+++ GIVEN ENTRIES

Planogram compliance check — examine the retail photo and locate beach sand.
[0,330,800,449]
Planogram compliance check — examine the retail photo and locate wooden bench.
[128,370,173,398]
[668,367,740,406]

++++++

REQUIREMENT | Write out the material above again word for word, line by line.

RESPONSE |
Planogram compliance check — examine the retail photo and locate beach sand.
[0,330,800,449]
Planogram compliance check — examine the retail photo and locate wooden bench.
[128,370,173,398]
[668,367,740,406]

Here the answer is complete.